DATA FOR THIS EXERCISE —
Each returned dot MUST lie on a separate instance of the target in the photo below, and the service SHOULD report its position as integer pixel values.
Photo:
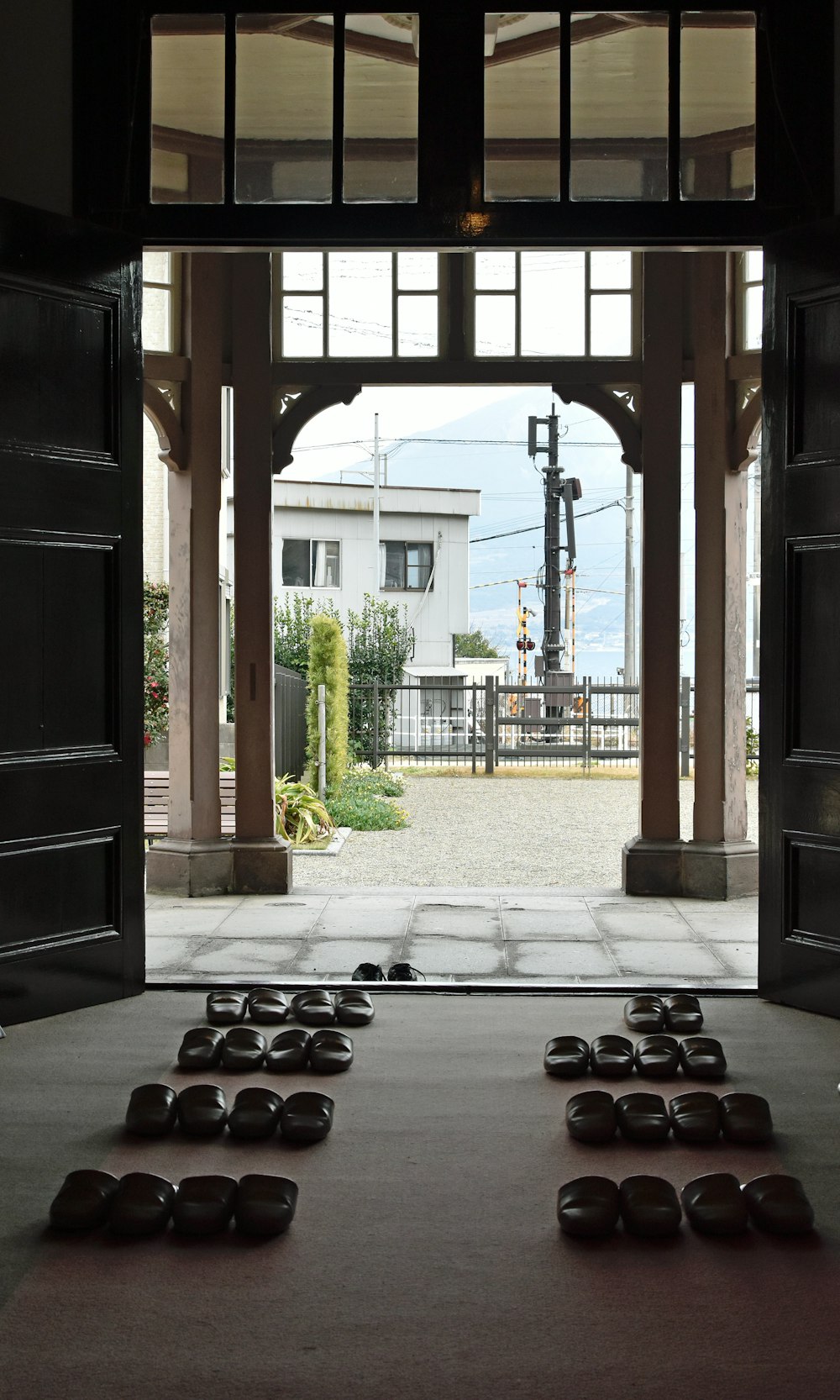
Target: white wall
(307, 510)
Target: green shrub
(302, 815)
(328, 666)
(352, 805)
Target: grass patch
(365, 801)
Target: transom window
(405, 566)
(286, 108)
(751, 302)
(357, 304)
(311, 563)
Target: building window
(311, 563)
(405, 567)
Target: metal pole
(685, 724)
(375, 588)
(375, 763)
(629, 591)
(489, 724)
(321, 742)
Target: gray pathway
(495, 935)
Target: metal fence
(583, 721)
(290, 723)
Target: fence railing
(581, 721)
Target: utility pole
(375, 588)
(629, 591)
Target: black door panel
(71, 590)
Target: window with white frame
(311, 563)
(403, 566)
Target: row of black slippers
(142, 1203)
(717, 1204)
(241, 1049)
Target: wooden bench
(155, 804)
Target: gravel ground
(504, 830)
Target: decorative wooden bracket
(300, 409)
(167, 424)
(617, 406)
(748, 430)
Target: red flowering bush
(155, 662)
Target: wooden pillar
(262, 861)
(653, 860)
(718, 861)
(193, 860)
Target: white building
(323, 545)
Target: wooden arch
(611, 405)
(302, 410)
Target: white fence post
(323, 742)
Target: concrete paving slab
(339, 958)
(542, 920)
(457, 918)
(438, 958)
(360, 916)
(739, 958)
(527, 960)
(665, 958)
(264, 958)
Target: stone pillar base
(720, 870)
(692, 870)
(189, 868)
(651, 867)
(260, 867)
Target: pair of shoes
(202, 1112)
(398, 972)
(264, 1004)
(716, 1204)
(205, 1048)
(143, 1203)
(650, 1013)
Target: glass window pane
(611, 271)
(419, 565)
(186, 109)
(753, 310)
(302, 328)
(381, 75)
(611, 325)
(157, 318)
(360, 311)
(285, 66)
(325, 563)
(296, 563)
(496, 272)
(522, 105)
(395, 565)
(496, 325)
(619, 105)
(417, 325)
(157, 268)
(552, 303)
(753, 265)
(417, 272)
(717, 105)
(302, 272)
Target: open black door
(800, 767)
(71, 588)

WHAT TO WORK ON — Reproduce all of the data above word for word and line for line, but leave out the picture.

SOLUTION FOR THIS EXERCISE —
Each returned dot MUST lie on a separate instance of the target in the photo below, and the service SHOULD report its position as integer pixel values.
Photo:
Target: white wall
(307, 510)
Target: green shrub
(302, 815)
(328, 666)
(352, 805)
Target: grass patch
(365, 801)
Target: transom window
(405, 566)
(286, 108)
(751, 302)
(357, 304)
(311, 563)
Target: building window
(311, 563)
(405, 567)
Target: metal pole
(685, 724)
(375, 588)
(375, 763)
(629, 591)
(489, 724)
(321, 742)
Target: gray pathway
(495, 935)
Target: metal fence
(583, 721)
(290, 723)
Target: fence railing
(581, 721)
Target: utility pole
(375, 588)
(629, 591)
Target: black door panel
(71, 590)
Target: window with white frame
(311, 563)
(403, 566)
Target: row of black slippers
(142, 1203)
(717, 1204)
(241, 1049)
Target: wooden bench
(155, 804)
Target: gravel ground
(504, 830)
Target: decorative wooden bracket
(300, 409)
(167, 424)
(617, 406)
(748, 430)
Target: red flowering bush
(155, 662)
Target: wooden pillar
(262, 861)
(653, 860)
(718, 861)
(193, 860)
Target: white building
(323, 545)
Target: wooden arch
(611, 405)
(302, 410)
Target: white fence post
(323, 742)
Target: concrete paving slab
(339, 958)
(542, 920)
(457, 918)
(438, 958)
(360, 916)
(739, 958)
(527, 960)
(665, 958)
(264, 958)
Target: stone pillar base
(720, 870)
(692, 870)
(189, 868)
(651, 867)
(260, 867)
Target: pair of shoes
(202, 1112)
(398, 972)
(264, 1004)
(716, 1204)
(205, 1048)
(143, 1203)
(650, 1013)
Target: glass window pane
(611, 271)
(419, 565)
(186, 109)
(753, 310)
(302, 328)
(381, 75)
(611, 325)
(157, 318)
(360, 311)
(285, 66)
(325, 563)
(296, 563)
(496, 272)
(522, 105)
(395, 565)
(496, 325)
(619, 105)
(417, 325)
(157, 268)
(552, 303)
(753, 265)
(417, 272)
(717, 105)
(302, 272)
Target: open black door
(800, 767)
(71, 588)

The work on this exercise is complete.